Tekstfragment –

*****

‘Een buurthuis is voor jong en oud, wit en zwart, elk geloof en elk ras. Daar zijn we niet in geslaagd,’ zegt Elias Niehot (69). Niehot is een gepensioneerd vakbondsman en sinds de zomer van 2002 voorzitter van wijkcentrum De Wieken in Roosendaal. ‘De sfeer in het buurthuis is inmiddels: “houd allochtonen buiten de deur”. Vrijwilligers en beheerder waarschuwden mij: “haal ze niet binnen, want het gaat fout”. Wij hebben hier een probleem met de Marokkaanse jongeren. Van andere groepen die hier komen, Turken, Antillianen, hebben we geen last.’
Het buurthuis staat tussen de wijken Langdonk en Kalsdonk, een gebied met zo’n veertig procent allochtonen. De Wieken is een traditioneel zelfstandig centrum dat allerlei clubs onderdak biedt, variërend van bingo voor ouderen, naai- en taallessen tot activiteiten voor verstandelijk gehandicapten. Niehot doet zijn verhaal als een goedbedoelende voorzitter die bij gebrek aan slagvaardige professionals zijn eigen lijn trok en daardoor in conflict kwam met de stedelijke stichting Integraal Welzijn (SIW). De SIW – waarbij De Wieken diensten inhuurt – wil overigens niet over de affaire praten. Volgens Niehot kon de stichting niet binnen anderhalf jaar een activiteitenplan voor de groep Marokkaanse jongeren te maken dat verder ging dan inloop en spelletjes doen.

*****

Gegevens –

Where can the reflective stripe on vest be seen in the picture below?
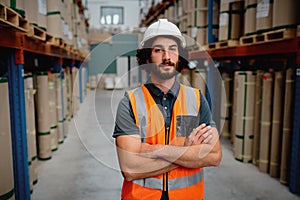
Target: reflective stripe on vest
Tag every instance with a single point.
(173, 184)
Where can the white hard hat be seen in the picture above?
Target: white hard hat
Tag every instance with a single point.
(162, 27)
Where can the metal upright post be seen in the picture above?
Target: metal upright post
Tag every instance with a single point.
(210, 22)
(18, 124)
(295, 149)
(80, 81)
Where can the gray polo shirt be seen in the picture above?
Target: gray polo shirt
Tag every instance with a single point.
(125, 121)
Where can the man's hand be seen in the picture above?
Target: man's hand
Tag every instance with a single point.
(201, 134)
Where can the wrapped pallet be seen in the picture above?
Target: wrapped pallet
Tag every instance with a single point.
(276, 136)
(257, 116)
(287, 127)
(43, 116)
(244, 116)
(7, 178)
(265, 123)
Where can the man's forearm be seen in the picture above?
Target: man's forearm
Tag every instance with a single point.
(194, 156)
(135, 166)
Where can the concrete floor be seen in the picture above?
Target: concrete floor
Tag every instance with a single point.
(85, 166)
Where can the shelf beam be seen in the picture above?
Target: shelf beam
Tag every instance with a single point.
(282, 47)
(19, 40)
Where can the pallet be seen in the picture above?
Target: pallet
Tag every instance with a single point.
(37, 33)
(12, 19)
(269, 36)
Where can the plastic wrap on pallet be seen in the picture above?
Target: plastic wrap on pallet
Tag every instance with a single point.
(266, 122)
(7, 178)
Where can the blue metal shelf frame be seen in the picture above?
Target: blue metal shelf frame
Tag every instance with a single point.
(80, 82)
(295, 149)
(18, 124)
(210, 22)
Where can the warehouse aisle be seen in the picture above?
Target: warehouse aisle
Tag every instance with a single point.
(85, 167)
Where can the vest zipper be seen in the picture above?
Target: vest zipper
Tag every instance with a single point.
(165, 176)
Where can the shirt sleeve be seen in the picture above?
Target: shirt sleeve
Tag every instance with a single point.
(205, 112)
(125, 121)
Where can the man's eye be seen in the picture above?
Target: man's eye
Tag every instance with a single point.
(157, 50)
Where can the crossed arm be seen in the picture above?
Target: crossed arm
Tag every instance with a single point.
(141, 160)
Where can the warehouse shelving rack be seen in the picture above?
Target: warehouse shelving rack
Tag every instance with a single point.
(282, 49)
(16, 42)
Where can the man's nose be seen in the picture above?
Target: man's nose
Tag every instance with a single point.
(166, 55)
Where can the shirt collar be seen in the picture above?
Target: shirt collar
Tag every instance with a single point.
(156, 91)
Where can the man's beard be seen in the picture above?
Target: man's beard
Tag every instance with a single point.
(162, 74)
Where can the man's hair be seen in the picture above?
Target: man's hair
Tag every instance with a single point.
(143, 55)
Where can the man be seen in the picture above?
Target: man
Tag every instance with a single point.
(164, 131)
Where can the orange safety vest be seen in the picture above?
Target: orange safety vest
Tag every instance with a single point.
(183, 183)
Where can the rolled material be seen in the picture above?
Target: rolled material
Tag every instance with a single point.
(31, 128)
(276, 136)
(59, 111)
(265, 123)
(43, 116)
(257, 116)
(226, 106)
(245, 97)
(231, 20)
(287, 127)
(185, 77)
(290, 13)
(198, 79)
(7, 178)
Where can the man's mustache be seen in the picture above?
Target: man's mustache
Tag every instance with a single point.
(167, 63)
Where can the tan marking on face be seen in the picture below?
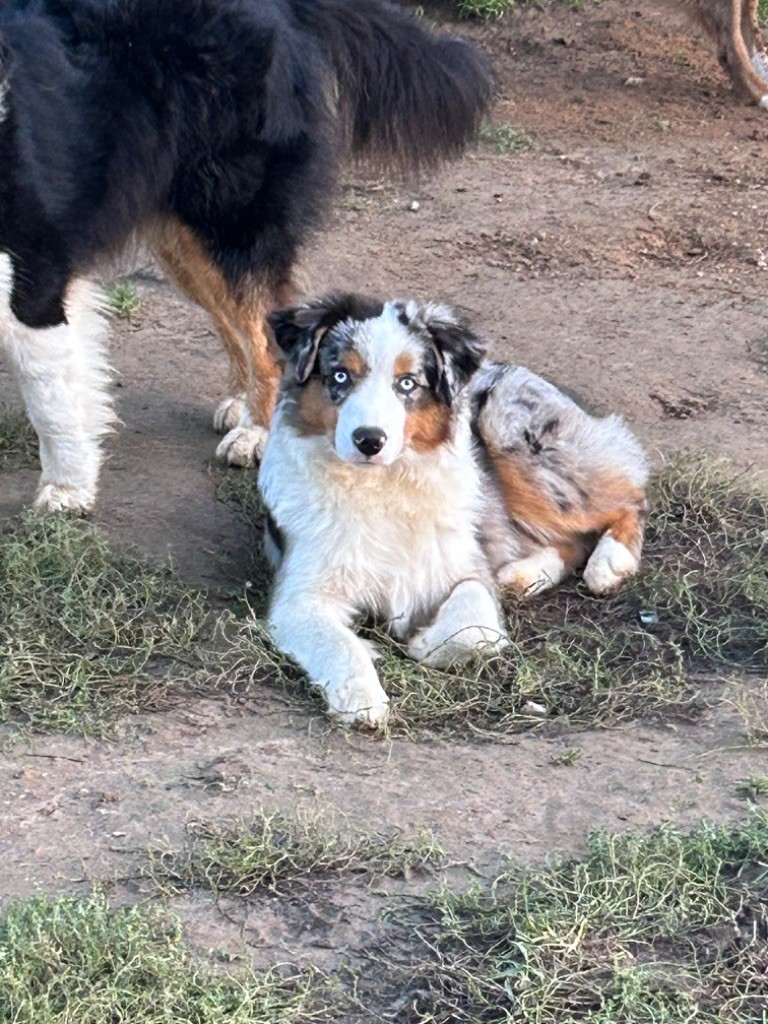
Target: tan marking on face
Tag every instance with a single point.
(427, 427)
(316, 414)
(353, 363)
(404, 364)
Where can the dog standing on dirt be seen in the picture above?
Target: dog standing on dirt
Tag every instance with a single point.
(214, 131)
(408, 480)
(733, 25)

*****

Wat je doet –
A – Beantwoord deze vragen over het tekstfragment kort.
(i) Sinds wanneer is Elias Niehot voorzitter van wijkcentrum De Wieken?
(ii) Tussen welke twee wijken staat het buurthuis?
(iii) Hoeveel procent allochtonen telt het gebied rond het buurthuis ongeveer?
B – Vat het tekstfragment alsjeblieft samen in twee zinnen.
De regels spelen hierbij geen enkele rol.

Antwoorden –
A –
(i) Sinds de zomer van 2002.
(ii) Tussen Langdonk en Kalsdonk.
(iii) Zo'n veertig procent.

B – Elias Niehot, sinds de zomer van 2002 voorzitter van wijkcentrum De Wieken in Roosendaal, zegt dat het buurthuis er niet in is geslaagd er voor iedereen te zijn en dat er een probleem is met Marokkaanse jongeren. Hij kwam in conflict met de stedelijke stichting Integraal Welzijn (SIW), die niet over de affaire wil praten.